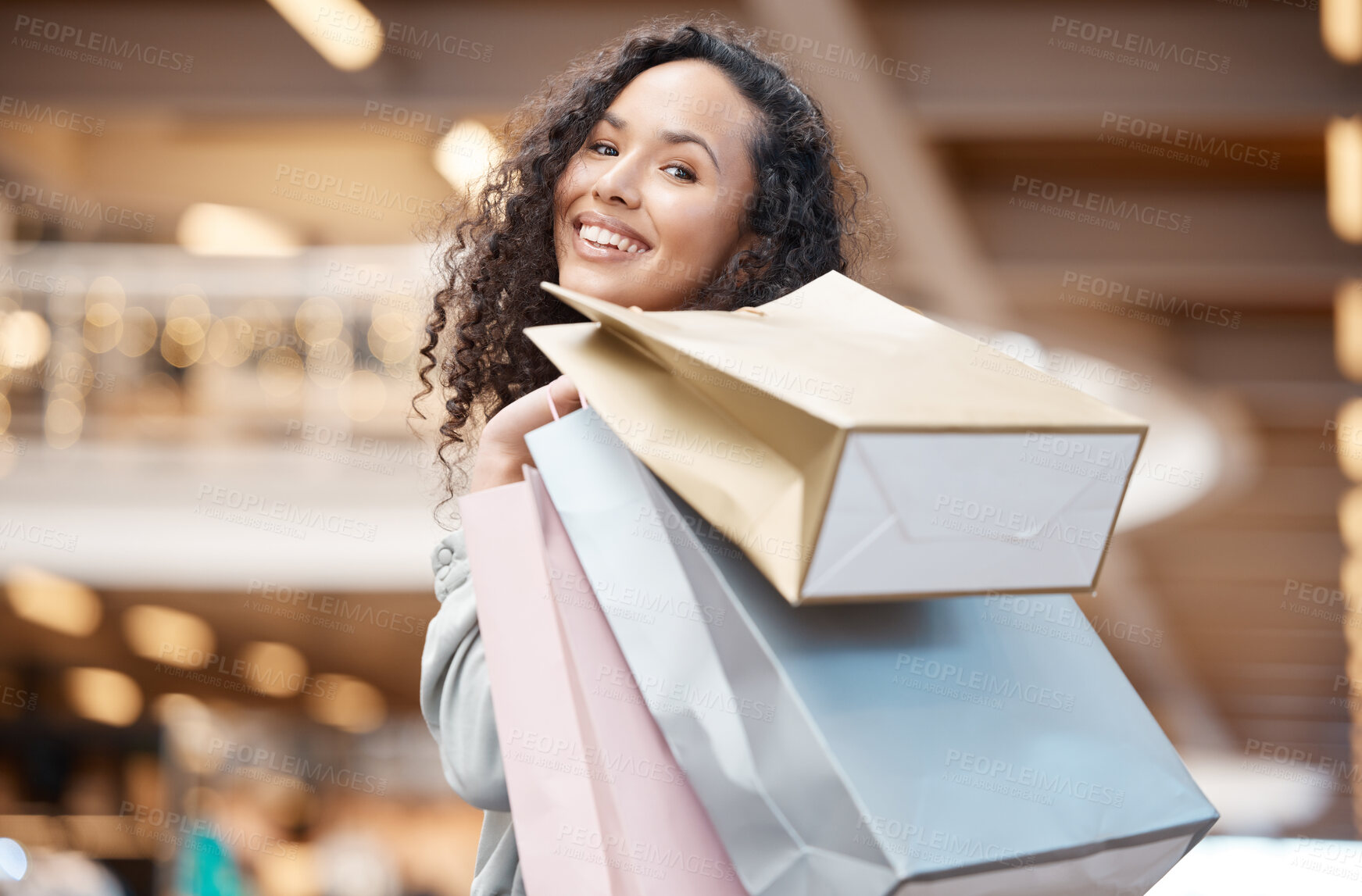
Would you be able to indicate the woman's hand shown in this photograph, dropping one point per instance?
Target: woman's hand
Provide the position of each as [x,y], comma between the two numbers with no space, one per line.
[502,448]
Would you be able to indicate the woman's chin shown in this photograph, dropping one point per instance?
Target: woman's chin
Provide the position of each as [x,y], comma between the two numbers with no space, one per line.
[608,285]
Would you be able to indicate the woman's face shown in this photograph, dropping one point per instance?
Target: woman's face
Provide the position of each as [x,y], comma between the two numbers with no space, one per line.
[667,174]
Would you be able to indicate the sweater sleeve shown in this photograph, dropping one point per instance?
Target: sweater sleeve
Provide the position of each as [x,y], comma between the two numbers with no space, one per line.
[456,694]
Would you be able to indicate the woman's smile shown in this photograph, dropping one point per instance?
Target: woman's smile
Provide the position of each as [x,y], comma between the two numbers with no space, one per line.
[605,238]
[658,187]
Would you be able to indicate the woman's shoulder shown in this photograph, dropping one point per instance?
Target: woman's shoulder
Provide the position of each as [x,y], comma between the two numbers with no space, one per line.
[450,562]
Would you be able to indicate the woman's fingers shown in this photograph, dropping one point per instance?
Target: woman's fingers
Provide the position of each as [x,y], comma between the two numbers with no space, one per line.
[566,395]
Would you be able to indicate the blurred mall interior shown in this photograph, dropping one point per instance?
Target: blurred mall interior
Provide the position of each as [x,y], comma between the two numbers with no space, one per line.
[214,273]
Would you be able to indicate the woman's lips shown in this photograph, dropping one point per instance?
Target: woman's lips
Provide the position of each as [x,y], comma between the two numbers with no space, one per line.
[593,252]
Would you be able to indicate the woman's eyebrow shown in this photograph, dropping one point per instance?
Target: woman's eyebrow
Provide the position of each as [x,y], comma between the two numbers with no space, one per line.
[669,135]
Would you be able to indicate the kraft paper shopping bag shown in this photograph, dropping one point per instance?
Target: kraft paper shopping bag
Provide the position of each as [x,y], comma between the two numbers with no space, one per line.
[951,747]
[599,804]
[854,448]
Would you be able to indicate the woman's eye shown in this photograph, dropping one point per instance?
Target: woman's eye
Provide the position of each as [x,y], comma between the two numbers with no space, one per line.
[688,173]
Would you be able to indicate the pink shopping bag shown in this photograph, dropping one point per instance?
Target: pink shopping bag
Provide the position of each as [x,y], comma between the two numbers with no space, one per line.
[599,801]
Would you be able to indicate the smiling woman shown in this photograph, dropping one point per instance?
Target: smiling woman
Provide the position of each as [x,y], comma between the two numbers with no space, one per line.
[680,142]
[676,168]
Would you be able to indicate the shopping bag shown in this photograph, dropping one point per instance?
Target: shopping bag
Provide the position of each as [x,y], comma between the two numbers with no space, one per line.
[599,804]
[929,747]
[854,448]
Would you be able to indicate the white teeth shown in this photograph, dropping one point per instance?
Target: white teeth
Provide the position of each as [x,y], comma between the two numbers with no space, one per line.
[604,237]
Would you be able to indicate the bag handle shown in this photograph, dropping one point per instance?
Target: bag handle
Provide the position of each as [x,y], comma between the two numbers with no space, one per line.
[553,408]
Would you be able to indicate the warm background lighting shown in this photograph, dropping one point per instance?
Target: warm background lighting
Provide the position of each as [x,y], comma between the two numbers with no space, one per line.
[357,705]
[53,602]
[156,632]
[466,154]
[104,694]
[345,33]
[274,669]
[1343,176]
[213,229]
[1340,26]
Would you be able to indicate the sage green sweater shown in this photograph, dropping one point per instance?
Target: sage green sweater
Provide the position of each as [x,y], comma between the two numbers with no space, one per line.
[456,705]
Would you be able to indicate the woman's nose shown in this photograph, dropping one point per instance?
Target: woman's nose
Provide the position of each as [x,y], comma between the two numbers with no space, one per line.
[620,181]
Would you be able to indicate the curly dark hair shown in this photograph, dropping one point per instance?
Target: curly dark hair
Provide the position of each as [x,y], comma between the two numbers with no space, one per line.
[804,212]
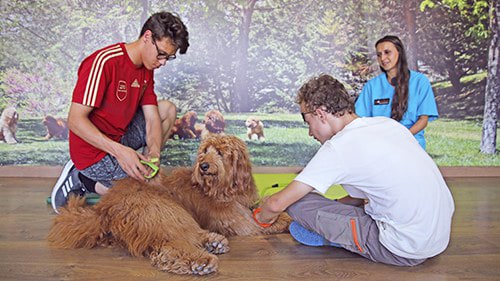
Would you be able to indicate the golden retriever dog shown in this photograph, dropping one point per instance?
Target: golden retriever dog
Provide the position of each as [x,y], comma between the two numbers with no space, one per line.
[255,127]
[179,221]
[184,127]
[8,125]
[214,124]
[56,128]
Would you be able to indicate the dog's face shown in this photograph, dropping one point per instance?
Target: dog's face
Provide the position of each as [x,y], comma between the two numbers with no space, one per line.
[251,122]
[223,168]
[10,117]
[214,121]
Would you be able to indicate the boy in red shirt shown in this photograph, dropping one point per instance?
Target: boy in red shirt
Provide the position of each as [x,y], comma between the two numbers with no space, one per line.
[114,110]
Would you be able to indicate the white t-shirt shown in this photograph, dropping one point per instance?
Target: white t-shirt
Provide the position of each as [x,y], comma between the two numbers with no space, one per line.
[378,159]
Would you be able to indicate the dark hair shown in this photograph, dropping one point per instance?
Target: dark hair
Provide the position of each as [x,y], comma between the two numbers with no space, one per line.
[326,91]
[400,99]
[168,25]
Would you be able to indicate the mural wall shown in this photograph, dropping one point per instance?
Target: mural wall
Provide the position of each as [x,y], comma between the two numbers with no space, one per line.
[247,59]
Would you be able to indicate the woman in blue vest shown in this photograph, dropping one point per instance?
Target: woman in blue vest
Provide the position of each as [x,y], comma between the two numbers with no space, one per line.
[402,94]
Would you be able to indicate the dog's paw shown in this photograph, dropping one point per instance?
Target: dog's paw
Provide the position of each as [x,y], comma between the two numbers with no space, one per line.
[280,225]
[204,265]
[216,244]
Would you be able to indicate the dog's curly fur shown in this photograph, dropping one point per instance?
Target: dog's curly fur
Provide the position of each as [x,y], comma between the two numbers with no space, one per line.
[255,127]
[214,124]
[184,127]
[178,220]
[56,128]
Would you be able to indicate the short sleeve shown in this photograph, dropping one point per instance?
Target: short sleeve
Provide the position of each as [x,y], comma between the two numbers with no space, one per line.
[363,103]
[427,102]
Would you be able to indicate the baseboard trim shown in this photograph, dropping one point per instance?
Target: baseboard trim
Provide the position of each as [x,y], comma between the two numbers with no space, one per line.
[53,171]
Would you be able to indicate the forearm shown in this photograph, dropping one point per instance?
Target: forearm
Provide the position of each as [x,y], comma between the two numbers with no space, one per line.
[276,204]
[348,200]
[153,131]
[420,124]
[82,127]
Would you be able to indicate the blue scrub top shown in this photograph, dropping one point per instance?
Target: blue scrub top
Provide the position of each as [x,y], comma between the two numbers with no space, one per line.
[376,100]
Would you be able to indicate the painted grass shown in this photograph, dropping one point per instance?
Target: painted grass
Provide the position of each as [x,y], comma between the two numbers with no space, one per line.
[450,143]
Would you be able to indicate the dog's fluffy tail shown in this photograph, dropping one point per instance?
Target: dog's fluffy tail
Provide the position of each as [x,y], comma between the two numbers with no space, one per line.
[77,226]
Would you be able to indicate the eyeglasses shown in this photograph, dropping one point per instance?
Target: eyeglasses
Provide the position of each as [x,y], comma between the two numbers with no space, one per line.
[304,114]
[161,55]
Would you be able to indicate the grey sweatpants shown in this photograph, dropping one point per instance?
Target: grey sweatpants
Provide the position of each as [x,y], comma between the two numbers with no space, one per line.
[346,225]
[107,169]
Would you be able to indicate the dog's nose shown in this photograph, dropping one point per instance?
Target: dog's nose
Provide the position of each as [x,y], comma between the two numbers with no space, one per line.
[204,166]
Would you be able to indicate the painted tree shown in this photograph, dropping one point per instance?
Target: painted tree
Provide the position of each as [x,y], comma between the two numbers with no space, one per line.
[486,26]
[491,103]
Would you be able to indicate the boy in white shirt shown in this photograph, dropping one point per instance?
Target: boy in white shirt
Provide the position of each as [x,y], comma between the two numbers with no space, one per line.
[399,208]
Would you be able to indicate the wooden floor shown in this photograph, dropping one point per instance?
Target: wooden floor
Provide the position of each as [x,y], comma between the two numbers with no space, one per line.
[473,254]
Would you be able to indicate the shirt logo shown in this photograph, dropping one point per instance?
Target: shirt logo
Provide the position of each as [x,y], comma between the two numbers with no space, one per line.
[121,90]
[135,84]
[381,101]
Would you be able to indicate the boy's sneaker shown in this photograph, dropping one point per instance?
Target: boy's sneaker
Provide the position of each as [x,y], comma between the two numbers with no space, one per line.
[308,237]
[68,183]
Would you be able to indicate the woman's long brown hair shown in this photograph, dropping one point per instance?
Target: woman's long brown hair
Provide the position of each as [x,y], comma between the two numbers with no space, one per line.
[400,98]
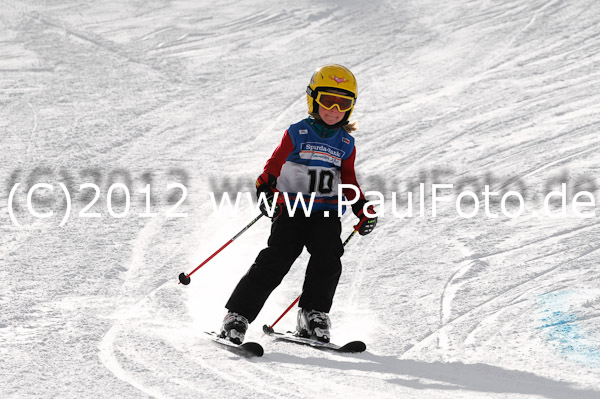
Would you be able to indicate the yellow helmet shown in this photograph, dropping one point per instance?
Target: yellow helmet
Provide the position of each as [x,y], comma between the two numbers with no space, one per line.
[337,78]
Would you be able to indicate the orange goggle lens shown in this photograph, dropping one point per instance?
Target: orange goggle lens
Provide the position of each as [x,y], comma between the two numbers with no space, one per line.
[329,100]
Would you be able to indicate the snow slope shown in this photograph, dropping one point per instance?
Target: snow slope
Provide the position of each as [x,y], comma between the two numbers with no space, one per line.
[467,93]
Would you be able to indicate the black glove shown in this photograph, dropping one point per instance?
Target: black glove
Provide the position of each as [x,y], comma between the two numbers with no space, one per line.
[266,184]
[366,224]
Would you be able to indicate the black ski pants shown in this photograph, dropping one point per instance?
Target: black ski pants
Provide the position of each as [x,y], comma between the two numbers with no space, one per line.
[289,235]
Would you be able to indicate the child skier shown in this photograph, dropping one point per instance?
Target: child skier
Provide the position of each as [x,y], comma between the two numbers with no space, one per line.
[314,156]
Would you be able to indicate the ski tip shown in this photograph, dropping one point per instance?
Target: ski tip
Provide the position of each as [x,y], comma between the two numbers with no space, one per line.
[183,279]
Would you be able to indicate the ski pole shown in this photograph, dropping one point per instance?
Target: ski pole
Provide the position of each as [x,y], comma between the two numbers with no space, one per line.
[269,329]
[185,279]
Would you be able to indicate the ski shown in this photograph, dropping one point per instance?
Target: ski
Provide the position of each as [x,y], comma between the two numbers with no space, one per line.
[350,347]
[247,349]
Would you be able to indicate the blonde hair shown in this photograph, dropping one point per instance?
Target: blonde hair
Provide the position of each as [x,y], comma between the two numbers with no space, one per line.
[348,127]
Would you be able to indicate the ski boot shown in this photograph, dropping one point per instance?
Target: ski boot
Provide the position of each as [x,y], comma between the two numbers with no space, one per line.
[234,327]
[314,325]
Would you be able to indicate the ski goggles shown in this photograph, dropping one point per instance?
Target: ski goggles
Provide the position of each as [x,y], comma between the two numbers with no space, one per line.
[330,100]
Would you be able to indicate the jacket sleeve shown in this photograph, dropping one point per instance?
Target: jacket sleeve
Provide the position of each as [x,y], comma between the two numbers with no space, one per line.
[274,164]
[349,177]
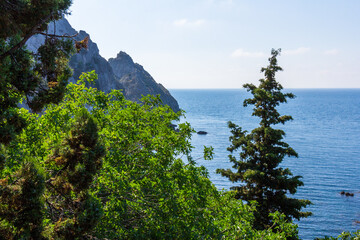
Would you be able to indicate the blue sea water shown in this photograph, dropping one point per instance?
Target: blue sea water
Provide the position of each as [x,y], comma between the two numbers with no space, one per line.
[325,132]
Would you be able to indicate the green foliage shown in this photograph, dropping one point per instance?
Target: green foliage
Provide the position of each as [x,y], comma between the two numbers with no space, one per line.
[144,190]
[261,152]
[344,236]
[40,77]
[72,167]
[21,204]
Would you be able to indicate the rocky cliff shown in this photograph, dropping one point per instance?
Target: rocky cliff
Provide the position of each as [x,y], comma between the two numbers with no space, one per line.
[119,73]
[136,81]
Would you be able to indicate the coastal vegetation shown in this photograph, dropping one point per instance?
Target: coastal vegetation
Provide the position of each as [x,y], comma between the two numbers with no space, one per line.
[261,152]
[84,164]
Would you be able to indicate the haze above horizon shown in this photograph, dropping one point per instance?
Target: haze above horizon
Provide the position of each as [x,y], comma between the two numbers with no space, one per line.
[224,43]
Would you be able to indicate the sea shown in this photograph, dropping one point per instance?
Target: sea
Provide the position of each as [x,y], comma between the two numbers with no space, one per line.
[325,132]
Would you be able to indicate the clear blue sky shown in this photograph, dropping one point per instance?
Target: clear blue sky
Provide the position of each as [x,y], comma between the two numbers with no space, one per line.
[224,43]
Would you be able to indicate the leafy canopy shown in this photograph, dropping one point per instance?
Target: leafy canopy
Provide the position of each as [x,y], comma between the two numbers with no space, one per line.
[143,190]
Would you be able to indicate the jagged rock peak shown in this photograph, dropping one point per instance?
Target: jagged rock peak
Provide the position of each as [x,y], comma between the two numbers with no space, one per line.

....................

Set out the stretch of the listing from the line containing "Would you be able to indicate the haze" through the end of the listing as a numbered list, leaving out any blank lines.

**Solved problem:**
1. Would you be able to indicate the haze above horizon shown in this photograph, dropping one point per instance?
2. Target: haze above horizon
3. Provide the position of each as [x,y], comma between the two numbers with no space, one per line.
4. [224,43]
5. Would you be able to indicate the sea shown in this photograph, dropping one point per instance?
6. Target: sea
7. Provide the position of each as [x,y], comma between the two numbers with no space, one per line.
8. [325,132]
9. Would you be able to indicate the clear blue sky shown in this photograph, dropping one point per instance?
10. Target: clear blue sky
11. Provide the position of each as [x,y], comma between the two numbers with no space, one per line.
12. [224,43]
13. Would you be able to indicate the leafy canopy shown in this photograph, dropping one point per instance?
14. Target: leafy canopy
15. Provide the position of each as [x,y], comma between the two numbers with no space, one per line.
16. [143,190]
17. Would you be able to indicate the jagged rock peak shown in this photograph, dropping one point per instance?
18. Target: jagged rock peak
19. Provide the position of each as [x,y], comma between the two numbers with no space, one per line.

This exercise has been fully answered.